→ EXERCISE AIM:
Copy the data below word for word, omitting the pictures from your reproduction.
━━━━━ PROVIDED RECORDS
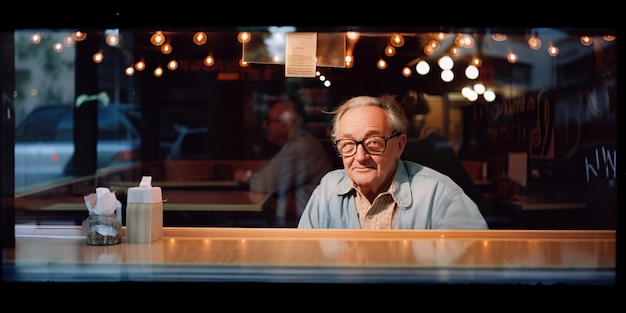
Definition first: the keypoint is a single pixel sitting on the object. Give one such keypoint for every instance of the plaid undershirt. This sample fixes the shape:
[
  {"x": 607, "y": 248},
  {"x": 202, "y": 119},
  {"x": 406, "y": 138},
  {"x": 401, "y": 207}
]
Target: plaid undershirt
[{"x": 377, "y": 215}]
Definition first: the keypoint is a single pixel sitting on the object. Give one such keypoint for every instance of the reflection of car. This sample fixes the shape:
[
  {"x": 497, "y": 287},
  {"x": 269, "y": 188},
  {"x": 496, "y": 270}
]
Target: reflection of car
[{"x": 44, "y": 141}]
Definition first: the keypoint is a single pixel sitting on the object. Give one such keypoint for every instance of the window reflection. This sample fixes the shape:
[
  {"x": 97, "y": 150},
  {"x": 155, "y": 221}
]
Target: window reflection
[{"x": 557, "y": 108}]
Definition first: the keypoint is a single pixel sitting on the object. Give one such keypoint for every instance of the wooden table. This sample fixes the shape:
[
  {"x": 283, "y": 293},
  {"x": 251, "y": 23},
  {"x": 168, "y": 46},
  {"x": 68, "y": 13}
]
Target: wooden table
[
  {"x": 175, "y": 202},
  {"x": 283, "y": 255}
]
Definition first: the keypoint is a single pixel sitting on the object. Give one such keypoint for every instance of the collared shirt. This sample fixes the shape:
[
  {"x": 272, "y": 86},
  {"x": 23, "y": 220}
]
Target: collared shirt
[
  {"x": 425, "y": 199},
  {"x": 380, "y": 213}
]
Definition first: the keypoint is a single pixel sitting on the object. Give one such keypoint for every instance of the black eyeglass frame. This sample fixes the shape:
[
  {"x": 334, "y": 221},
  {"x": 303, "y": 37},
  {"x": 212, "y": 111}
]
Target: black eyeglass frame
[{"x": 357, "y": 143}]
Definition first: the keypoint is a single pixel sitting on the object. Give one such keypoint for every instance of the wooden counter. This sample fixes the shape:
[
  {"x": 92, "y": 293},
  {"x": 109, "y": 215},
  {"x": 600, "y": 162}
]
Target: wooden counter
[{"x": 287, "y": 255}]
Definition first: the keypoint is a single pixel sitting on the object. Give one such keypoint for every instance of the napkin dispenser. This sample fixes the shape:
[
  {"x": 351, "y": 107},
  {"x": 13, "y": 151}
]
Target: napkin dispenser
[{"x": 144, "y": 212}]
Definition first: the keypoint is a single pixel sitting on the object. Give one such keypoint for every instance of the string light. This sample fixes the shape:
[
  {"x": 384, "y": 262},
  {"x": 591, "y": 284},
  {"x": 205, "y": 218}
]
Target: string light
[
  {"x": 586, "y": 40},
  {"x": 422, "y": 67},
  {"x": 534, "y": 42},
  {"x": 244, "y": 37},
  {"x": 406, "y": 71},
  {"x": 166, "y": 48},
  {"x": 35, "y": 38},
  {"x": 553, "y": 50},
  {"x": 512, "y": 57},
  {"x": 172, "y": 65},
  {"x": 79, "y": 36},
  {"x": 199, "y": 38},
  {"x": 129, "y": 71},
  {"x": 57, "y": 47},
  {"x": 397, "y": 40},
  {"x": 381, "y": 64},
  {"x": 157, "y": 39},
  {"x": 390, "y": 51},
  {"x": 209, "y": 61},
  {"x": 158, "y": 72},
  {"x": 140, "y": 66},
  {"x": 98, "y": 57}
]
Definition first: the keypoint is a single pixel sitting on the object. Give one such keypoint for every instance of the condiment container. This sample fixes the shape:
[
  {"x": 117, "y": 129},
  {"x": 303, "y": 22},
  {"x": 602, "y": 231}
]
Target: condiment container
[{"x": 144, "y": 212}]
━━━━━━━━━━
→ FINISHED TASK:
Definition first: the keypoint is a single pixel sitting on the object. Give one such keypoint for every instance of the plaid undershirt. This sample fixes the shape:
[
  {"x": 607, "y": 248},
  {"x": 202, "y": 119},
  {"x": 406, "y": 138},
  {"x": 401, "y": 207}
]
Target: plaid undershirt
[{"x": 377, "y": 215}]
Definition first: the keypoint is a single pixel sitting on the object. Give one such keypoint for every instance of the reflection of car. This sample fixes the shape:
[
  {"x": 497, "y": 287},
  {"x": 269, "y": 188},
  {"x": 496, "y": 270}
]
Target: reflection of car
[{"x": 44, "y": 141}]
Definition first: the keypoint is a single pixel sitting on the object. Give one such keypoint for every instance of the window reflection. This sample fixes the shape:
[
  {"x": 97, "y": 150},
  {"x": 155, "y": 221}
]
Target: window reflection
[{"x": 557, "y": 108}]
Definition first: the keypoint is a single pixel sitting on the object. Give one such keypoint for every instance of the wooden table. This sample fixes the shape:
[
  {"x": 283, "y": 293},
  {"x": 251, "y": 23},
  {"x": 168, "y": 46},
  {"x": 68, "y": 13}
]
Target: wooden table
[
  {"x": 175, "y": 202},
  {"x": 283, "y": 255}
]
Definition first: the keypoint is a single pixel sitting on the object. Give one such keypoint for every instance of the collared shirt. This sample fixes the shape:
[
  {"x": 272, "y": 86},
  {"x": 23, "y": 220}
]
Target: collared shirt
[
  {"x": 425, "y": 199},
  {"x": 380, "y": 213}
]
Definition first: the keypoint is a single pixel sitting on the object. Give one such keypoint for every instance of the black eyeglass frame. This sample fixes the shape:
[
  {"x": 334, "y": 221},
  {"x": 303, "y": 37},
  {"x": 212, "y": 111}
]
Target: black eyeglass frame
[{"x": 357, "y": 143}]
Definition first: the keypoint is a single pixel sitting on the object. Give one such keypoint for every instance of the wooden counter. This sample fixes the shape:
[
  {"x": 92, "y": 293},
  {"x": 109, "y": 215},
  {"x": 600, "y": 162}
]
Target: wooden counter
[{"x": 287, "y": 255}]
Definition first: the keypoint is a single pixel sitting on the object. Give one such keypoint for every instance of the napkin dispenser. This sample fixes the shape:
[
  {"x": 351, "y": 107},
  {"x": 13, "y": 151}
]
Target: napkin dispenser
[{"x": 144, "y": 212}]
Definition first: the keypoint is a single pixel sitting on the object. Give one such keypoint for every instance of the string light. This sample fixes the shape:
[
  {"x": 384, "y": 262},
  {"x": 591, "y": 284},
  {"x": 205, "y": 218}
]
Target: string light
[
  {"x": 586, "y": 40},
  {"x": 422, "y": 67},
  {"x": 534, "y": 42},
  {"x": 244, "y": 37},
  {"x": 406, "y": 71},
  {"x": 166, "y": 48},
  {"x": 35, "y": 38},
  {"x": 553, "y": 50},
  {"x": 512, "y": 57},
  {"x": 172, "y": 65},
  {"x": 79, "y": 36},
  {"x": 199, "y": 38},
  {"x": 129, "y": 71},
  {"x": 57, "y": 47},
  {"x": 397, "y": 40},
  {"x": 381, "y": 64},
  {"x": 157, "y": 39},
  {"x": 390, "y": 51},
  {"x": 209, "y": 61},
  {"x": 158, "y": 72},
  {"x": 140, "y": 66},
  {"x": 98, "y": 57}
]
Definition first: the keypoint is a single pixel sitting on the object. Give one such keypoint for every instance of the condiment container. This sample fixes the shape:
[
  {"x": 117, "y": 129},
  {"x": 303, "y": 22},
  {"x": 602, "y": 231}
]
Target: condiment container
[{"x": 144, "y": 212}]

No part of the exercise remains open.